[Records from a dataset]
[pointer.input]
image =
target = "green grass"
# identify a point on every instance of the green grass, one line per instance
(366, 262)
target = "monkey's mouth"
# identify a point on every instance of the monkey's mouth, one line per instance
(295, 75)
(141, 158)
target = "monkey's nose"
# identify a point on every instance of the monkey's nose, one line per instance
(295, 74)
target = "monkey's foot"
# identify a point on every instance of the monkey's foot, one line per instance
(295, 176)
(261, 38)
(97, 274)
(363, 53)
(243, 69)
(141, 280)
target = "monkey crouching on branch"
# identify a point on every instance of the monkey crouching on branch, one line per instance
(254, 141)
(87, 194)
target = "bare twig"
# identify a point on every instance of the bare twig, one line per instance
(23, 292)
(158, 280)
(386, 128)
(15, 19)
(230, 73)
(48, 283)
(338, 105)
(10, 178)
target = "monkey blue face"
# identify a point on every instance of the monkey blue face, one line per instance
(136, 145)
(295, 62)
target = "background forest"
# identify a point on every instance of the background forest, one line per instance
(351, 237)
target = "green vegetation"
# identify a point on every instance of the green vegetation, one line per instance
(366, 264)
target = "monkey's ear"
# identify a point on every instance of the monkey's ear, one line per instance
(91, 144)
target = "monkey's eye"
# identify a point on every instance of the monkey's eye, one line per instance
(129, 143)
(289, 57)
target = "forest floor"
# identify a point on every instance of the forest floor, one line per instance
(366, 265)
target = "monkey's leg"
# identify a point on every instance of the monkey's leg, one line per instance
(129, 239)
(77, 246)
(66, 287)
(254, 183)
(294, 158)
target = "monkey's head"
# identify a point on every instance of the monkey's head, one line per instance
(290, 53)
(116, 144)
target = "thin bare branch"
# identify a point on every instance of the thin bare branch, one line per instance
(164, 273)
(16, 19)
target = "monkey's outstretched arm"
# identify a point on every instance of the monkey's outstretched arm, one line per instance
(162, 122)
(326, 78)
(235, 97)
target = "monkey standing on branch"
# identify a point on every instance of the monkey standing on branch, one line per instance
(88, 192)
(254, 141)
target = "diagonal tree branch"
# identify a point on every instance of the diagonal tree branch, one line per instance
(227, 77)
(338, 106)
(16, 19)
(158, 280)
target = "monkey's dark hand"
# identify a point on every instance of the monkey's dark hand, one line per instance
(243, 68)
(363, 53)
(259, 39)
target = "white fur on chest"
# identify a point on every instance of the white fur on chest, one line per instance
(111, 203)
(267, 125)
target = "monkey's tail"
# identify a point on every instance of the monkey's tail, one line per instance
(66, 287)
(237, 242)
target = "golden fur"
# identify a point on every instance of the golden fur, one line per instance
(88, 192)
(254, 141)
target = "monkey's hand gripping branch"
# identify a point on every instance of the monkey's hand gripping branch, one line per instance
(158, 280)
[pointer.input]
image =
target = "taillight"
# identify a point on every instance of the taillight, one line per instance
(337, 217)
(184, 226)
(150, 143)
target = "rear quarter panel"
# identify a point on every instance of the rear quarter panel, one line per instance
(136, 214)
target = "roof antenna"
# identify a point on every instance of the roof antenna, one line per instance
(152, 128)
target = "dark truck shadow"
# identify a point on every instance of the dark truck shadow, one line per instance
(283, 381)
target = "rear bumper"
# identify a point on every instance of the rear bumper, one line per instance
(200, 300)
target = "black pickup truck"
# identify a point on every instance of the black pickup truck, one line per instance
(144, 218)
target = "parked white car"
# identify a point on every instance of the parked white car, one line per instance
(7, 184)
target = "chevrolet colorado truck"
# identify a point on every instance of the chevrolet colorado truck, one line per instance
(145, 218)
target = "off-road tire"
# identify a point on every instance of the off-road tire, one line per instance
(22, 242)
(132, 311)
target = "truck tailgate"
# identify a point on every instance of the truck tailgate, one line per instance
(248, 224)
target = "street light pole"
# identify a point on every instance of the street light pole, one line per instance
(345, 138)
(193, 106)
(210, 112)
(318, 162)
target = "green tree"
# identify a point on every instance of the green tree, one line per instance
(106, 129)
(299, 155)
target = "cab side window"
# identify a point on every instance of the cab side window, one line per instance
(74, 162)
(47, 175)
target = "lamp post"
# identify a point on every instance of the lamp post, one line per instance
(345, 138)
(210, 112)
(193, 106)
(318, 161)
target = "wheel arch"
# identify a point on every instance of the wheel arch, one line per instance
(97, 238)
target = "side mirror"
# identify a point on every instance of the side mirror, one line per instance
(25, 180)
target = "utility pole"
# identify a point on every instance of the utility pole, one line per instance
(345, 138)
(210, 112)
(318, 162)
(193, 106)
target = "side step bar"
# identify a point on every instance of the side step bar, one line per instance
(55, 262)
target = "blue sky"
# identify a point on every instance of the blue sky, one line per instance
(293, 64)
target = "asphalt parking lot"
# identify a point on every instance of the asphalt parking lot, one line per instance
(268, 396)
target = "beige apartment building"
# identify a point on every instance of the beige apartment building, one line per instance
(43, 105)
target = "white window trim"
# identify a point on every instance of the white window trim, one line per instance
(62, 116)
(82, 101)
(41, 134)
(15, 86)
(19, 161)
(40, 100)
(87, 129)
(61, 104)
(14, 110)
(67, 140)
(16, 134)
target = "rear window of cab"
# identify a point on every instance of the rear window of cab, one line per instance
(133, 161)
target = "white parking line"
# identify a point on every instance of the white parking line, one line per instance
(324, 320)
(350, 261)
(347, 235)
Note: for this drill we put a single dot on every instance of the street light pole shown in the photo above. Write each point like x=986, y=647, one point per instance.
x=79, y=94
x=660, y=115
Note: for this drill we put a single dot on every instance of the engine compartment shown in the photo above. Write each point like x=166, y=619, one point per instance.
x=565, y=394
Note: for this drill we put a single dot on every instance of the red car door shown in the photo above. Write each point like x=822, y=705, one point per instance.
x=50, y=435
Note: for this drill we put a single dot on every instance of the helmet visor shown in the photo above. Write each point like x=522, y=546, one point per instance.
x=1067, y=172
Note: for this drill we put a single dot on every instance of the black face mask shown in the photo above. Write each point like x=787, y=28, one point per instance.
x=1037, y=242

▶ **TRY IT**:
The full set of entries above has to be restated exactly.

▶ **TASK SOLUTION**:
[pointer.input]
image =
target = "green grass"
# identify a point on every instance of the green grass, one line per instance
(366, 262)
target = "monkey's mouth"
# identify a point on every instance of the monkey's mouth, one line per instance
(295, 75)
(141, 158)
target = "monkey's nose"
# identify a point on every instance of the monkey's nose, one line per instance
(295, 74)
target = "monkey's foot"
# identify a point on every instance of the monkey's foot, one line per instance
(295, 176)
(261, 38)
(97, 274)
(363, 53)
(243, 69)
(141, 280)
target = "monkey crouching on branch"
# identify a point on every instance of the monkey crouching on branch, one line per instance
(254, 141)
(87, 194)
target = "bare twig"
# identify a point on every instance of the bare twig, one line per instance
(23, 292)
(158, 280)
(386, 128)
(15, 19)
(230, 73)
(48, 283)
(338, 105)
(10, 178)
target = "monkey blue face"
# identify a point on every instance of the monkey blue face, one line per instance
(136, 145)
(295, 62)
target = "background forest"
# identify a point on every instance of the background forest, one line per instance
(351, 237)
target = "green vegetation"
# identify a point on every instance of the green vegetation, one line per instance
(366, 264)
target = "monkey's ear"
# identify a point on every instance of the monkey's ear, one line per instance
(91, 144)
target = "monkey's eye"
# identify a point on every instance of the monkey's eye, one line per instance
(129, 143)
(289, 57)
target = "forest floor"
# identify a point on every instance of the forest floor, one line per instance
(366, 265)
target = "monkey's leg"
# identify a point on every instance of the monkey's leg, one line per instance
(129, 239)
(77, 246)
(66, 287)
(254, 183)
(294, 158)
target = "monkey's head"
# identify a point on every instance of the monkey's head, one line per instance
(290, 53)
(116, 144)
target = "thin bare branch"
# identify a point on every instance of the thin bare branch, one line per instance
(164, 273)
(16, 19)
target = "monkey's outstretched arm"
# identify a point on every instance of the monkey's outstretched arm, one line per instance
(162, 122)
(326, 78)
(235, 97)
target = "monkey standing on branch"
# identify a point on every instance of the monkey standing on branch, one line per instance
(88, 192)
(254, 141)
target = "diagonal tree branch"
# identify a point on every instance of the diagonal tree branch, one line per instance
(227, 77)
(338, 106)
(16, 19)
(158, 280)
target = "monkey's dark hand"
# identify a point on every instance of the monkey's dark hand, one line per instance
(243, 68)
(363, 53)
(259, 39)
target = "white fur on chest"
# identify a point on every instance of the white fur on chest, one line per instance
(111, 203)
(267, 125)
target = "monkey's tail"
# identify a point on every instance of the monkey's tail, one line per instance
(66, 287)
(237, 242)
target = "golden fur"
# identify a point on every instance of the golden fur, one line per instance
(88, 192)
(254, 141)
target = "monkey's hand gripping branch"
# identify a point on every instance of the monkey's hand gripping branch, one line per instance
(158, 280)
[pointer.input]
image =
target = "taillight"
# identify a point on every instance of the taillight, one line per instance
(337, 217)
(184, 226)
(150, 143)
target = "rear quarter panel"
# identify a point on every instance of the rear quarter panel, one line per instance
(136, 214)
target = "roof antenna"
# identify a point on every instance of the roof antenna, one line per instance
(152, 128)
target = "dark truck shadow"
# identify a point on every instance of the dark truck shadow, one line per instance
(283, 381)
target = "rear bumper"
# identify a point on every instance of the rear bumper, one line per instance
(200, 300)
target = "black pickup truck"
# identify a point on every instance of the black pickup truck, one line per instance
(144, 218)
target = "parked white car"
# identify a point on every instance of the parked white car, one line per instance
(7, 184)
target = "chevrolet colorado truck"
# identify a point on every instance of the chevrolet colorado truck, one line per instance
(145, 218)
target = "off-road tire"
# identify a point on every instance of the off-road tire, one line per instance
(22, 242)
(132, 311)
target = "truck tailgate"
# identify a point on every instance of the truck tailgate, one line per instance
(248, 224)
target = "street light pole"
# identify a point on every instance of the street light pole, one line per instance
(345, 138)
(193, 106)
(210, 112)
(318, 162)
target = "green tree"
# identify a point on every instance of the green tree, one line per instance
(106, 129)
(299, 155)
target = "cab side window"
# identify a point on every instance of the cab side window, one line per instance
(74, 162)
(47, 175)
target = "lamp post"
# identify a point on every instance of the lamp post, one line per instance
(345, 138)
(210, 112)
(193, 106)
(318, 161)
target = "wheel arch"
# identify a point on every instance of the wheel arch, one line per instance
(97, 238)
target = "side mirror"
# identify a point on every instance of the side mirror, one line per instance
(25, 180)
target = "utility pole"
# identify a point on every instance of the utility pole, one line per instance
(345, 138)
(210, 112)
(318, 162)
(193, 106)
target = "side step bar"
# identify a point on every instance of the side step bar, one line per instance
(55, 262)
target = "blue sky"
# identify a point on every instance of the blue sky, one line per instance
(293, 64)
target = "asphalt parking lot"
# identify a point on every instance of the asphalt parking lot, one line per instance
(268, 396)
target = "beige apartment building"
# identify a point on every instance of the beige apartment building, one line per instance
(43, 105)
target = "white window trim"
# identify a point on every instance of the white window trim, one line per instance
(62, 116)
(82, 101)
(41, 134)
(15, 86)
(19, 161)
(40, 100)
(87, 129)
(61, 104)
(14, 110)
(67, 140)
(16, 134)
target = "rear window of cab"
# identify a point on every instance of the rear window of cab, one line per instance
(133, 161)
target = "white parking line"
# identify a point on every instance of the white parking line, one line per instance
(324, 320)
(350, 261)
(347, 235)
Note: for this drill we put a single dot on every instance of the street light pole shown in the photo above. Write each point like x=986, y=647, one point per instance.
x=79, y=94
x=660, y=115
Note: for this drill we put a single dot on every instance of the engine compartment shown in the photo above. Write each point like x=166, y=619, one point per instance.
x=565, y=394
Note: for this drill we put a single dot on every instance of the red car door shown in the photo above. Write each point like x=822, y=705, one point per instance.
x=50, y=435
Note: for this drill we put a single dot on every instance of the helmet visor shown in the photo above. Write each point like x=522, y=546, one point per instance.
x=1067, y=172
Note: for this drill we put a single dot on every instance of the black face mask shown in the photo above. Write each point like x=787, y=28, one point per instance.
x=1037, y=242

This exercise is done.